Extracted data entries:

********************

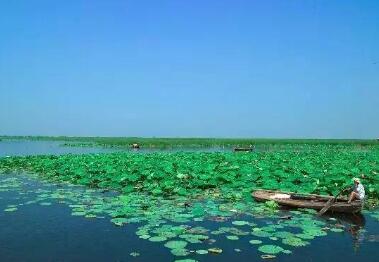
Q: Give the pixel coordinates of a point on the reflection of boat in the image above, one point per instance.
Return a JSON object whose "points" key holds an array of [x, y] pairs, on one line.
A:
{"points": [[356, 219], [307, 201]]}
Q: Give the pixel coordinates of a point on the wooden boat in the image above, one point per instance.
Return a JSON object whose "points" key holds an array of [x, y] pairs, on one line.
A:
{"points": [[307, 201], [243, 149]]}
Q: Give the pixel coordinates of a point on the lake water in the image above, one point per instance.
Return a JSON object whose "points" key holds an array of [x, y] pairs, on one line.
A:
{"points": [[27, 147], [40, 231]]}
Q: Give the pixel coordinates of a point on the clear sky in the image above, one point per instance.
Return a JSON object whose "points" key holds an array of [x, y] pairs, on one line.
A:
{"points": [[285, 68]]}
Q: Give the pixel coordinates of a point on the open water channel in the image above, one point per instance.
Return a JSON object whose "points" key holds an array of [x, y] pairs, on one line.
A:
{"points": [[38, 227]]}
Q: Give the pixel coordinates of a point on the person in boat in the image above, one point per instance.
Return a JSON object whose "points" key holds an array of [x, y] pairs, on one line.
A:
{"points": [[358, 191]]}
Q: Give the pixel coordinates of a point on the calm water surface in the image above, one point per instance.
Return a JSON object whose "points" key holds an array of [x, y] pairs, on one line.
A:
{"points": [[51, 233]]}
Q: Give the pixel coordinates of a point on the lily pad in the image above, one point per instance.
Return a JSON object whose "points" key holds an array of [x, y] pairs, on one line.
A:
{"points": [[176, 244], [270, 249]]}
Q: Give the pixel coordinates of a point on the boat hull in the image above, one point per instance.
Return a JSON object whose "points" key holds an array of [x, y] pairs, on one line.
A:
{"points": [[316, 202]]}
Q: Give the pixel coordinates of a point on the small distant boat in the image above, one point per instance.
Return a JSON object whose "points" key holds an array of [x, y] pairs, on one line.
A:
{"points": [[308, 201], [243, 149]]}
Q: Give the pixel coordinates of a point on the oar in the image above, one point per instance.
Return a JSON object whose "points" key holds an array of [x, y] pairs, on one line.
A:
{"points": [[330, 203]]}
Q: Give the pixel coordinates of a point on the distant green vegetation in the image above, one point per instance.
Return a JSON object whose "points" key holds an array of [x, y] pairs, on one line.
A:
{"points": [[323, 170], [192, 142]]}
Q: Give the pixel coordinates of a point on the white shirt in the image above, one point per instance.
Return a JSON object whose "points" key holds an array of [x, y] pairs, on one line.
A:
{"points": [[360, 190]]}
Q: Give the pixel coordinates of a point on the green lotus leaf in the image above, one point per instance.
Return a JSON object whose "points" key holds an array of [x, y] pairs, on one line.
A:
{"points": [[232, 237], [294, 241], [270, 249], [157, 239], [176, 244], [202, 251], [255, 242], [240, 223], [180, 252]]}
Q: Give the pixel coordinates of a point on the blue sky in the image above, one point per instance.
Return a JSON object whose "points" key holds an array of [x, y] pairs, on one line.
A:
{"points": [[190, 68]]}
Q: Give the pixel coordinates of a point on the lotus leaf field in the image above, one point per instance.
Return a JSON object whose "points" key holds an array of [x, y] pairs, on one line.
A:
{"points": [[173, 198]]}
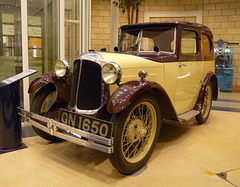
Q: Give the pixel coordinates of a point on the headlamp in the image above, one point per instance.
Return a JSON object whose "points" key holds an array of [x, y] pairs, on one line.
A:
{"points": [[61, 68], [111, 73]]}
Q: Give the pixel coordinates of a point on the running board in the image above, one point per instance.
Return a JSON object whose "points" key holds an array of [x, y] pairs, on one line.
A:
{"points": [[188, 115]]}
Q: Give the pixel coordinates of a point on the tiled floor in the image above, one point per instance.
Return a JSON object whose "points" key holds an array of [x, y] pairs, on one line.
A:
{"points": [[227, 101], [185, 155]]}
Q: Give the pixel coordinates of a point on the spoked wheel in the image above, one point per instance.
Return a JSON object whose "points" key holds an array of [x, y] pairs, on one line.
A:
{"points": [[135, 134], [41, 103], [206, 108]]}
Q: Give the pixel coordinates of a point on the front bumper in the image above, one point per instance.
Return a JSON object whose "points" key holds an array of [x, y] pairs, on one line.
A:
{"points": [[68, 133]]}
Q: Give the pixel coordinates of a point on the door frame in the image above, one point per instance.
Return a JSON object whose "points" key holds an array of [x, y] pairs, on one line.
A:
{"points": [[85, 33]]}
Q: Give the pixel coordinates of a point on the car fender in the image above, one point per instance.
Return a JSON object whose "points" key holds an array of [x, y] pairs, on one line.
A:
{"points": [[210, 77], [129, 91], [63, 86]]}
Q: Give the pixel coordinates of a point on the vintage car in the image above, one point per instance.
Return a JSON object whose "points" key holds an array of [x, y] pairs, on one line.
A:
{"points": [[115, 102]]}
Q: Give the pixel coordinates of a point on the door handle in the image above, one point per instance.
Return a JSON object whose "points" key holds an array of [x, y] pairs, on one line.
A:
{"points": [[180, 65]]}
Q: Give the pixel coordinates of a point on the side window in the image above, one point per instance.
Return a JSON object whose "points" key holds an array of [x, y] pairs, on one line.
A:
{"points": [[205, 45], [189, 42]]}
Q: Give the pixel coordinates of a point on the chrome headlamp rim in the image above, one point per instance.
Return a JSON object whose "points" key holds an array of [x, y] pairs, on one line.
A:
{"points": [[118, 70], [66, 66]]}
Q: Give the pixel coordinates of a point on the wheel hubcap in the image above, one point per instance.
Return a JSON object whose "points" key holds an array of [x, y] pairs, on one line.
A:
{"points": [[139, 132]]}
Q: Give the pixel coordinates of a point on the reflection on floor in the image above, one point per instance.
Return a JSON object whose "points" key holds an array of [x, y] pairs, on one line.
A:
{"points": [[185, 155], [227, 101]]}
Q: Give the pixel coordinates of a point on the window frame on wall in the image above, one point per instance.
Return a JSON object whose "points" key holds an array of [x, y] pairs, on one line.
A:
{"points": [[85, 8]]}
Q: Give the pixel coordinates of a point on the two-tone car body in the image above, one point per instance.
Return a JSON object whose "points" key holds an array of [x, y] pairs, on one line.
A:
{"points": [[115, 102]]}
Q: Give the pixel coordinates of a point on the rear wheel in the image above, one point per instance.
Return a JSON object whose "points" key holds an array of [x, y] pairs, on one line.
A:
{"points": [[135, 134], [207, 104], [41, 103]]}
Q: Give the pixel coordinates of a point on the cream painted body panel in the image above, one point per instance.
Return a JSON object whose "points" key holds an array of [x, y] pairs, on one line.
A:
{"points": [[182, 84]]}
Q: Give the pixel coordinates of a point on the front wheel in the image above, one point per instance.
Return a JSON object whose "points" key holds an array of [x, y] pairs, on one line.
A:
{"points": [[135, 134], [207, 104], [42, 101]]}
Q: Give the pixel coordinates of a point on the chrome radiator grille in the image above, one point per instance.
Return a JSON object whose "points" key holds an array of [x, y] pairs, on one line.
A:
{"points": [[86, 88]]}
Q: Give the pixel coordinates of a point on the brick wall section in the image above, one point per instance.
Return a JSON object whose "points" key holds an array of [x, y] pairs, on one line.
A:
{"points": [[100, 25], [221, 16]]}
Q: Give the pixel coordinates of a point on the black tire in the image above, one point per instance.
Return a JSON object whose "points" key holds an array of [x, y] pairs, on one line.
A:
{"points": [[37, 102], [204, 113], [118, 158]]}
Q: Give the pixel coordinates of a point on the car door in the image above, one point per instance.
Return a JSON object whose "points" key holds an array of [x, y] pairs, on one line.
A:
{"points": [[189, 68]]}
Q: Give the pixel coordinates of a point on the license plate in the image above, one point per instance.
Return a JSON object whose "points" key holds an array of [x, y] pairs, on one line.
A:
{"points": [[86, 123]]}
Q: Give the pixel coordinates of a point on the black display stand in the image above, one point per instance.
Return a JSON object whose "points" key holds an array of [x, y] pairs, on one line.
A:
{"points": [[10, 122]]}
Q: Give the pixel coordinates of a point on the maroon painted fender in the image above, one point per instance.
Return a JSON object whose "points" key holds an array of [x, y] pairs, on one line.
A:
{"points": [[63, 86], [209, 77], [128, 92]]}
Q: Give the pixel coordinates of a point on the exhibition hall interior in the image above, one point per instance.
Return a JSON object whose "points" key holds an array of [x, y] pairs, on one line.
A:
{"points": [[119, 93]]}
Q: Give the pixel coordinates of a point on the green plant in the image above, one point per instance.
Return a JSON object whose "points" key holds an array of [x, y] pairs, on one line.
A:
{"points": [[129, 6]]}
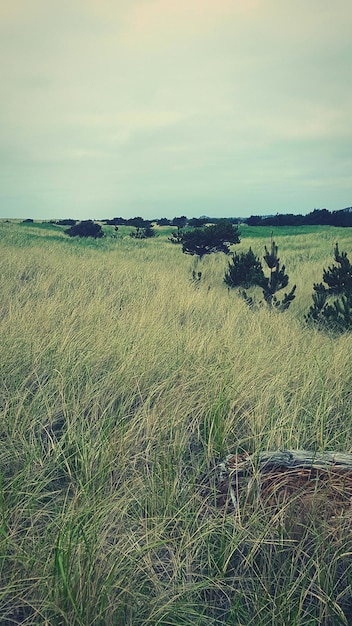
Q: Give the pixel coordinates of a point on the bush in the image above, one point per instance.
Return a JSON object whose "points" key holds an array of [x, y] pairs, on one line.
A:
{"points": [[244, 270], [328, 313], [86, 228]]}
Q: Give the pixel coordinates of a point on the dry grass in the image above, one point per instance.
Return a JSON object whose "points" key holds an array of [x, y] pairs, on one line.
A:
{"points": [[122, 383]]}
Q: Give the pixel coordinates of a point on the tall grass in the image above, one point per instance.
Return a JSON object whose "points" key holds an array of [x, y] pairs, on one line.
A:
{"points": [[122, 384]]}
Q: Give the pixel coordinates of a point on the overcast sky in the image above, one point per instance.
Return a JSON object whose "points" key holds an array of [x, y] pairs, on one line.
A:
{"points": [[169, 107]]}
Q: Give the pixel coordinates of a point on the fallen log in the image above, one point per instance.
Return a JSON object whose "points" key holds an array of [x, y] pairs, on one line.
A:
{"points": [[279, 476]]}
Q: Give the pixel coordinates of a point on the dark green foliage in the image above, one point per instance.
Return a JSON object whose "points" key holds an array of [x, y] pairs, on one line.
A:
{"points": [[65, 222], [196, 278], [208, 239], [244, 270], [177, 236], [276, 281], [328, 313], [143, 232], [86, 228]]}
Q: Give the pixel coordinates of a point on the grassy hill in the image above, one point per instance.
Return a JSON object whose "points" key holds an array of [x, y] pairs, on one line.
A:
{"points": [[122, 383]]}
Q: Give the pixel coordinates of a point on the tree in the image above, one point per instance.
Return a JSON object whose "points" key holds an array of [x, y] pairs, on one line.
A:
{"points": [[208, 239], [86, 228], [143, 228], [244, 270], [276, 281], [328, 313]]}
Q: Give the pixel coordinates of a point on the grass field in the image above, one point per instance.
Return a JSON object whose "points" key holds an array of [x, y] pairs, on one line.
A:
{"points": [[122, 384]]}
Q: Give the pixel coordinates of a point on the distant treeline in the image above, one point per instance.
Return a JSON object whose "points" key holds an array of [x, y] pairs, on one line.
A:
{"points": [[321, 217], [318, 217]]}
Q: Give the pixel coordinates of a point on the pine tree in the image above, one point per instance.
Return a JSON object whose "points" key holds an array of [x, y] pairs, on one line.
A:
{"points": [[328, 313], [244, 270], [276, 281]]}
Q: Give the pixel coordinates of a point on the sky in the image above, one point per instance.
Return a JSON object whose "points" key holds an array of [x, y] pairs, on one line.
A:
{"points": [[162, 108]]}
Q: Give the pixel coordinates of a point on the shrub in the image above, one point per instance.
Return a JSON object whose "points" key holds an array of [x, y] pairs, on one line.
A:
{"points": [[86, 228], [244, 270], [328, 313]]}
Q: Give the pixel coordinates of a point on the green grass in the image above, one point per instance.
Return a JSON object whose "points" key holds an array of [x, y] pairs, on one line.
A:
{"points": [[122, 383]]}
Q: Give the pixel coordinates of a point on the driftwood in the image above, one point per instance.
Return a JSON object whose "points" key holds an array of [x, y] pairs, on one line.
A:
{"points": [[280, 476]]}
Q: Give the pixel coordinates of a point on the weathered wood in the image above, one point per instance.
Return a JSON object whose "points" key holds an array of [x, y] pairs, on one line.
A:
{"points": [[277, 475], [289, 459]]}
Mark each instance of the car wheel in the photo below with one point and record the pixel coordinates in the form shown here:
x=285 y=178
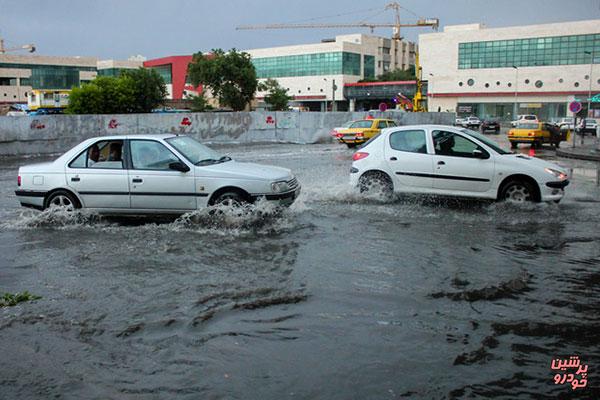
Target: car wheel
x=376 y=183
x=518 y=192
x=233 y=199
x=62 y=199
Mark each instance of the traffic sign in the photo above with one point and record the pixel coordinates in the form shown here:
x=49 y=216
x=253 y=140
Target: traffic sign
x=575 y=107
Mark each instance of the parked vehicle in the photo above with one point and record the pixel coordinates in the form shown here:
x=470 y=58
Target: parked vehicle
x=490 y=125
x=449 y=161
x=587 y=125
x=149 y=174
x=361 y=131
x=525 y=118
x=536 y=134
x=566 y=122
x=471 y=122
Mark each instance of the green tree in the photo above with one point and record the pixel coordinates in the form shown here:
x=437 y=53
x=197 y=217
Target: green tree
x=134 y=91
x=200 y=103
x=277 y=96
x=146 y=88
x=230 y=76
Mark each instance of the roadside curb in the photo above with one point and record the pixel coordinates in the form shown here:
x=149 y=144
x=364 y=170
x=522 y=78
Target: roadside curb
x=589 y=156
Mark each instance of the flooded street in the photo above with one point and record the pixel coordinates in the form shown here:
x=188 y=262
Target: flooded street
x=338 y=297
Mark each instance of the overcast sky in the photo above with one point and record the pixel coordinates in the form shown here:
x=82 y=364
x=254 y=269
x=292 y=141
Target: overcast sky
x=121 y=28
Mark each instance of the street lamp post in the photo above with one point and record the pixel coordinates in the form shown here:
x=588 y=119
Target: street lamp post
x=333 y=89
x=589 y=109
x=515 y=107
x=429 y=91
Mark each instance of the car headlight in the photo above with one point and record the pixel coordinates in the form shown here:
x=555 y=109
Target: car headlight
x=280 y=187
x=560 y=175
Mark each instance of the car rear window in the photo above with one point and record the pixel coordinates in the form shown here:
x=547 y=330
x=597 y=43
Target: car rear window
x=527 y=126
x=409 y=141
x=362 y=124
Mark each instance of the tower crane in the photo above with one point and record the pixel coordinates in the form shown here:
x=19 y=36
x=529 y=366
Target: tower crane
x=395 y=6
x=3 y=50
x=432 y=22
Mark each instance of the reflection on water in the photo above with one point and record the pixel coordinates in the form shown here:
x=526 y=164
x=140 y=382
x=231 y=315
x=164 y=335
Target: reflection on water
x=337 y=297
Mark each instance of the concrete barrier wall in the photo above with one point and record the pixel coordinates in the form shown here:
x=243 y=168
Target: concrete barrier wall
x=25 y=135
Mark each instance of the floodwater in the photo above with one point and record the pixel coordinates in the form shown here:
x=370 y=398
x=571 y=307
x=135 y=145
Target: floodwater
x=338 y=297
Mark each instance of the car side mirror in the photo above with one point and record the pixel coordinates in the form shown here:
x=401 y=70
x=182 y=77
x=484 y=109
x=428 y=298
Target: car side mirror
x=179 y=166
x=480 y=154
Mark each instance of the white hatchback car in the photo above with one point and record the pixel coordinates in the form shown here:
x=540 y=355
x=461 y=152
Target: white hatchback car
x=149 y=174
x=451 y=161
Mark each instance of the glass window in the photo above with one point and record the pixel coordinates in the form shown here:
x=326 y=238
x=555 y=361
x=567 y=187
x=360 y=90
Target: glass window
x=193 y=150
x=152 y=155
x=369 y=66
x=102 y=154
x=409 y=141
x=557 y=50
x=362 y=124
x=454 y=145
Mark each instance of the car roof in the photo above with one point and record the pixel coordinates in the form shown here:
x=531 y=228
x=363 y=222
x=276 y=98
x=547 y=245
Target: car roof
x=136 y=136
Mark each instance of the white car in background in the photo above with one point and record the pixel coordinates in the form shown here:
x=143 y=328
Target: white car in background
x=451 y=161
x=149 y=174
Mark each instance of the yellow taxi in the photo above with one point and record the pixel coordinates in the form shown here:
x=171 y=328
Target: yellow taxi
x=358 y=132
x=536 y=134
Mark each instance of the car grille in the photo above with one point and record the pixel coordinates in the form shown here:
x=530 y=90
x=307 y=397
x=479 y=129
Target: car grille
x=293 y=184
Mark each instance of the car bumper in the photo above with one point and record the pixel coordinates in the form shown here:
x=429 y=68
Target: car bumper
x=523 y=139
x=284 y=199
x=352 y=140
x=553 y=191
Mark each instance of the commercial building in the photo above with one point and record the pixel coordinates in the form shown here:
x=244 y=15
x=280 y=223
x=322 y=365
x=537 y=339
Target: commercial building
x=173 y=70
x=316 y=74
x=20 y=74
x=500 y=72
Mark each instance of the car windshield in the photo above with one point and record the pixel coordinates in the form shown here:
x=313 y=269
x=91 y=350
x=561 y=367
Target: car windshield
x=362 y=124
x=490 y=143
x=196 y=152
x=527 y=126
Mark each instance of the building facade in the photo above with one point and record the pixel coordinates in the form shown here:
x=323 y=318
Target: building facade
x=315 y=74
x=173 y=70
x=503 y=72
x=20 y=74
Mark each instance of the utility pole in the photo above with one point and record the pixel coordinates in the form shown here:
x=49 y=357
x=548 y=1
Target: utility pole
x=515 y=108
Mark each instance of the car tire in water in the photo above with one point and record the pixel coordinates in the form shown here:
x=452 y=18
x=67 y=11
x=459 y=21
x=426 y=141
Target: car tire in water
x=232 y=198
x=62 y=199
x=376 y=182
x=518 y=191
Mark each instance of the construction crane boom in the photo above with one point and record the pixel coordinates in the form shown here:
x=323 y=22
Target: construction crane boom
x=432 y=22
x=30 y=47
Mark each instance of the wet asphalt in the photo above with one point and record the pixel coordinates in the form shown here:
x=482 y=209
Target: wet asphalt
x=337 y=297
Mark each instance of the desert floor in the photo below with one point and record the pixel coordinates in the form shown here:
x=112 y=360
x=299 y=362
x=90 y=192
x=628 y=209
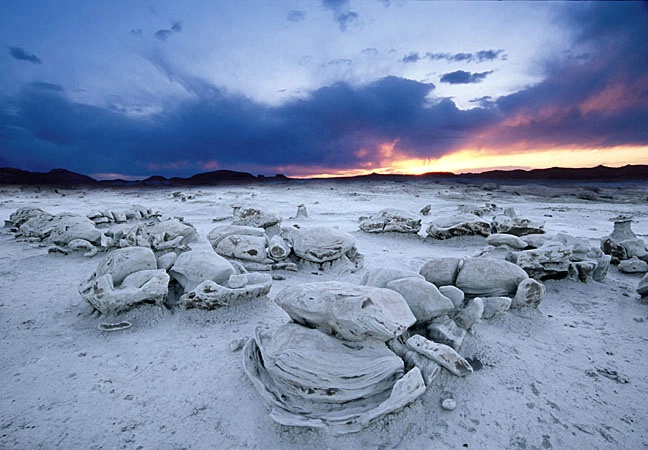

********************

» Task to carry out: Copy out, line for line, the stretch of records from the line containing "Q: Give the pixel coordinates of a point on the shrub" through the line containing "x=471 y=122", both ends included. Leave the pictures out of the copy.

» Reply to the task:
Q: Give the pixel coordinates of a point on the shrub in the image above, one point per instance.
Return a JSON object whose "points" key holds an array of [x, y] pairs, on one line.
A:
{"points": [[86, 228], [244, 270], [328, 313]]}
Q: Give the pixel coordinates of a point on the green grass in the image above, one point per instance.
Return a JSON object whose "points" key holds an array of [x, y] pairs, on one line.
A:
{"points": [[122, 383]]}
Q: Give the pixel coordinates of a point on the driftwood in the image above, one point per instance.
Return a JSON object whose "points" key holds an array of [x, y] pairs, on one line.
A:
{"points": [[280, 476]]}
Q: Give the pixel coordinates of a point on the weathered wood in the image above, one point per instance.
Return a JSON object whose "points" key holds an array of [x, y] pairs, on one line.
A:
{"points": [[277, 475], [289, 459]]}
Mark each instance of the car wheel in the photo below with one point and record the pixel coordinates in the form shown here:
x=285 y=178
Target: car wheel
x=376 y=183
x=518 y=192
x=233 y=199
x=62 y=199
Mark each instance of the traffic sign in the photo above with one point and record the pixel coordinates in the form shown here:
x=49 y=216
x=253 y=140
Target: traffic sign
x=575 y=107
Mark each instance of the parked vehicle in the photo above with one point and record the pixel coordinates in the form shown here:
x=470 y=58
Target: parked vehicle
x=490 y=125
x=449 y=161
x=587 y=125
x=149 y=174
x=361 y=131
x=525 y=118
x=536 y=134
x=566 y=122
x=471 y=122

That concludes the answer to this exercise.